Reading passage:

Fair toss
As you know, most coins are not perfect (i.e. the probability of heads is not equal to the probability of tails). So here is a simple probability exercise. Given a biased coin with P(heads)=p (obviously p is not a half), how would you simulate a fair coin?
-Satish
-Satish
posted by littlecow at 5/23/2006 10:01:00 AM
13 Comments:
Can't we do what Vegas does?
Assume ph is a fraction. ph=a/b
The ref says she will toss the coin b times. The bettor must call beforehand if # of heads will be <=(or >) a.
I am unable to think immediately of a way to
a. use 1 coin flip
b. simulate non-proper-fraction ph values (unless u make b obscenely high)
Sai: (regarding your comment on the previous puzzle) flip the coin as in relabel heads as tails and vice versa? That sounds close -- could you elucidate further?
-Satish
Sai: (regarding your comment on the previous puzzle) flip the coin as in relabel heads as tails and vice versa? That sounds close -- could you elucidate further?
-Satish
Whoops -- it looks like we posted at the same time and blogger went crazy! Anyway, sisyphus, your scheme would work -- but there are two assumptions to your solution that are not needed in the solution I am looking for:
1) That p is a proper fraction (which is not too bad -- as you said -- we can always make b big enough)

Listing:
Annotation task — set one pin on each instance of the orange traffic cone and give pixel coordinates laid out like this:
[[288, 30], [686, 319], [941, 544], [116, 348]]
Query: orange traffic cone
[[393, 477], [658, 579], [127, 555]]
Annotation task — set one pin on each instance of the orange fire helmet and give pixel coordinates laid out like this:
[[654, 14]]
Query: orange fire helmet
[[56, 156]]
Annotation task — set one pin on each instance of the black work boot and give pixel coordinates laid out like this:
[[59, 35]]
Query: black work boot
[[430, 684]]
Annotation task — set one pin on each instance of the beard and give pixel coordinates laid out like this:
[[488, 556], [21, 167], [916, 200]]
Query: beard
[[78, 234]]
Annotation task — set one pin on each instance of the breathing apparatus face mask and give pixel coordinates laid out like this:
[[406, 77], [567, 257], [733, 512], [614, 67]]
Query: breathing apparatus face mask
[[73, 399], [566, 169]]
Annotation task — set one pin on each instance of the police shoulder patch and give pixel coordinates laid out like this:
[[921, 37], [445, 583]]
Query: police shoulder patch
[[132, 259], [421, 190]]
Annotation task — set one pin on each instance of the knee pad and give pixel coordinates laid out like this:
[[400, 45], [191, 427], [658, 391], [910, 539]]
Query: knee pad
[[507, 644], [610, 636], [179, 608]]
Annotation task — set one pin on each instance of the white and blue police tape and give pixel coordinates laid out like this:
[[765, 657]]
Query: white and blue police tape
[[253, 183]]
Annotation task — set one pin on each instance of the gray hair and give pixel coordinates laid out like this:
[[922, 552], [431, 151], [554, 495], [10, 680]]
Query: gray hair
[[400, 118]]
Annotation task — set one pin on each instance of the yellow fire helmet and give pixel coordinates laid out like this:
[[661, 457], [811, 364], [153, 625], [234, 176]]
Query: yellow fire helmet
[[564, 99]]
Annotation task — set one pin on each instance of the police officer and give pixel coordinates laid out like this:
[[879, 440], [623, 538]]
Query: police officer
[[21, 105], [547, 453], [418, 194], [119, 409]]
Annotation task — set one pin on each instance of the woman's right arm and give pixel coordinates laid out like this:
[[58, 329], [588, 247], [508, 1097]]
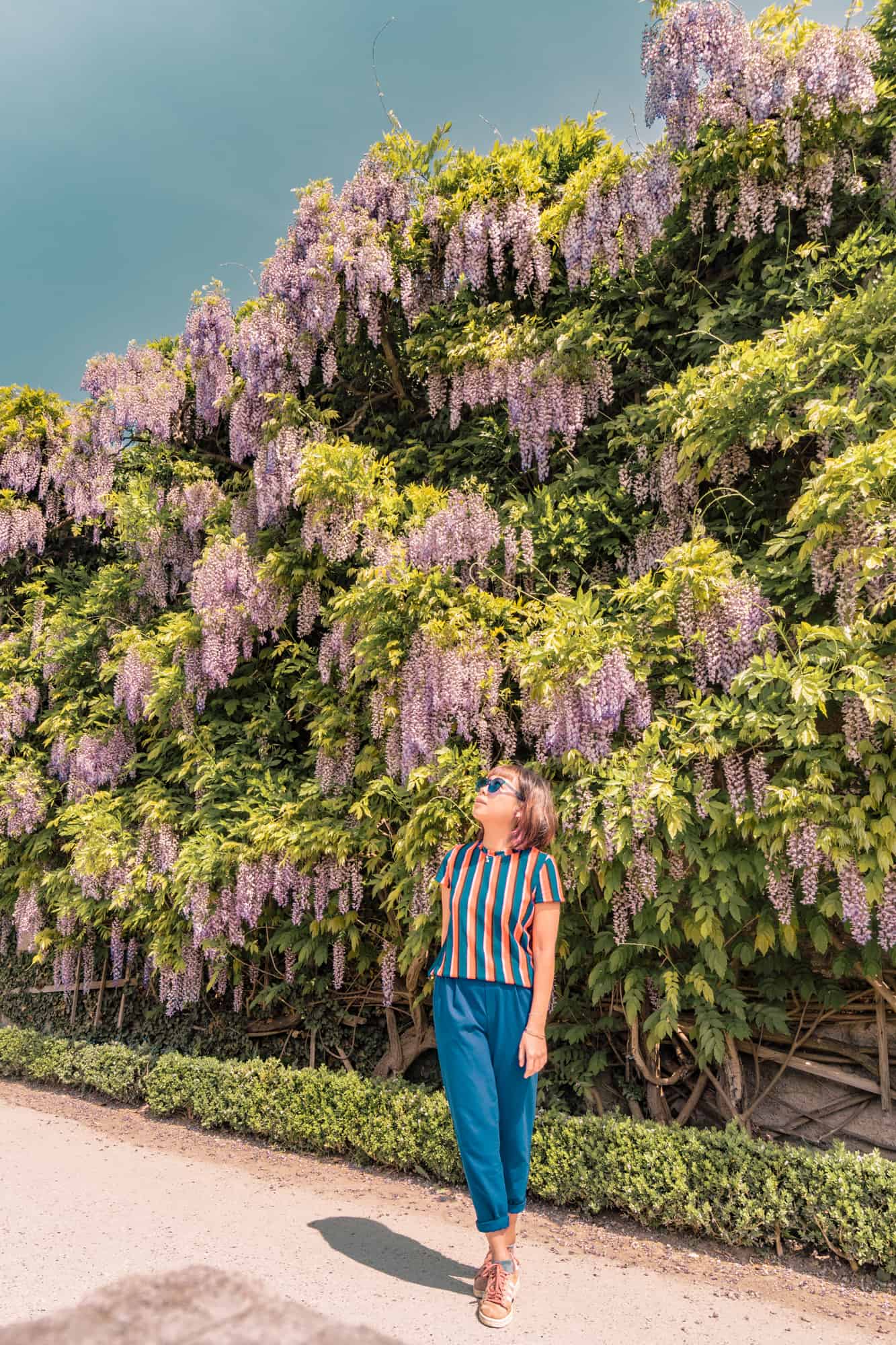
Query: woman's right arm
[[444, 887]]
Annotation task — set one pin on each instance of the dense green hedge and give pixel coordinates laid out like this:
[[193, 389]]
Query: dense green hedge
[[719, 1184]]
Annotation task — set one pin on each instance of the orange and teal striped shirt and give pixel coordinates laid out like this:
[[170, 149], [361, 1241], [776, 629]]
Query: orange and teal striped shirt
[[491, 911]]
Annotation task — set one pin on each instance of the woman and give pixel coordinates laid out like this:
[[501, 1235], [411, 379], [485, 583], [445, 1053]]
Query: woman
[[493, 980]]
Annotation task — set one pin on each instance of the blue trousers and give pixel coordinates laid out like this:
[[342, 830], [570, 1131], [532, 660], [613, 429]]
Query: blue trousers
[[493, 1105]]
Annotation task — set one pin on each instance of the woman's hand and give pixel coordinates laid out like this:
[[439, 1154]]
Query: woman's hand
[[533, 1054]]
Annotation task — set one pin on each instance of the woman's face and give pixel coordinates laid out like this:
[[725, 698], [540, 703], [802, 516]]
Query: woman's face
[[497, 810]]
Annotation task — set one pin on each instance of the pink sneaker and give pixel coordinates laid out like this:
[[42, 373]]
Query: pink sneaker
[[482, 1274], [497, 1305]]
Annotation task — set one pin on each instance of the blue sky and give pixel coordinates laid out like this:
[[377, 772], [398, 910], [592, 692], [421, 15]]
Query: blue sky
[[150, 147]]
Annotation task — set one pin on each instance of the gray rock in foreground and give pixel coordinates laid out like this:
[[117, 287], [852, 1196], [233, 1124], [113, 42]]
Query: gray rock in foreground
[[194, 1307]]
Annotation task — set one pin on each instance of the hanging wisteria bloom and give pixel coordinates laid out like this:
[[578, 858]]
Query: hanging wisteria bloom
[[21, 461], [143, 391], [233, 605], [887, 914], [443, 692], [583, 716], [748, 75], [18, 709], [24, 802], [641, 200], [96, 763], [159, 845], [541, 400], [487, 231], [388, 973], [208, 338], [134, 684], [736, 627], [467, 531], [854, 902], [81, 466], [276, 471], [24, 528], [803, 853], [337, 773], [639, 886], [267, 356]]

What you need to do: Copy the full forum thread on simulating a fair coin word for word. The entries are separate from the forum thread about the fair coin toss.

Answer to this problem:
Fair toss
As you know, most coins are not perfect (i.e. the probability of heads is not equal to the probability of tails). So here is a simple probability exercise. Given a biased coin with P(heads)=p (obviously p is not a half), how would you simulate a fair coin?
-Satish
-Satish
posted by littlecow at 5/23/2006 10:01:00 AM
13 Comments:
Can't we do what Vegas does?
Assume ph is a fraction. ph=a/b
The ref says she will toss the coin b times. The bettor must call beforehand if # of heads will be <=(or >) a.
I am unable to think immediately of a way to
a. use 1 coin flip
b. simulate non-proper-fraction ph values (unless u make b obscenely high)
Sai: (regarding your comment on the previous puzzle) flip the coin as in relabel heads as tails and vice versa? That sounds close -- could you elucidate further?
-Satish
Sai: (regarding your comment on the previous puzzle) flip the coin as in relabel heads as tails and vice versa? That sounds close -- could you elucidate further?
-Satish
Whoops -- it looks like we posted at the same time and blogger went crazy! Anyway, sisyphus, your scheme would work -- but there are two assumptions to your solution that are not needed in the solution I am looking for:
1) That p is a proper fraction (which is not too bad -- as you said -- we can always make b big enough)